→ **Texte à lire**:
Écrire et vouloir vaincre. — Le fait d’écrire devrait toujours annoncer une victoire, une victoire remportée sur soi-même, dont il faut faire part aux autres pour leur enseignement. Mais il y a des auteurs dyspepsiques qui n’écrivent précisément que lorsqu’ils ne peuvent pas digérer quelque chose, ils commencent même parfois à écrire quand ils ont encore leur nourriture dans les dents : ils cherchent involontairement à communiquer leur mauvaise humeur au lecteur, pour lui donner du dépit et exercer ainsi un pouvoir sur lui, c’est-à-dire qu’eux aussi veulent vaincre, mais les autres.

153.

→ **Données**:
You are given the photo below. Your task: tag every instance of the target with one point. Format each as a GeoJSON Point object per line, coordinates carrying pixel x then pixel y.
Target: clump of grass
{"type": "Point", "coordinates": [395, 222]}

→ **Consigne**: Pourriez-vous reprendre le texte sur l'écriture et la volonté de vaincre, en le prolongeant à partir de son dernier passage ?

→ **Résultat de l'exercice**:
« Bon livre sait attendre ». — Tout bon livre a une saveur âpre lorsqu’il paraît : il a le défaut de la nouveauté. De plus son auteur lui est nuisible, parce qu’il est encore vivant et que l’on parle de lui, car tout le monde a l’habitude de confondre l’écrivain et son œuvre. Ce qu’il y a en celle-ci d’esprit, de douceur, d’éclat devra se développer avec l’âge, grâce à une admiration toujours grandissante, à une vieille vénération qui finit par être traditionnelle. Mainte heure doit avoir passé là-dessus, et bien des araignées devront y tisser leur toile. De bons lecteurs rendent un livre toujours meilleur et de bons adversaires l’éclaircissent.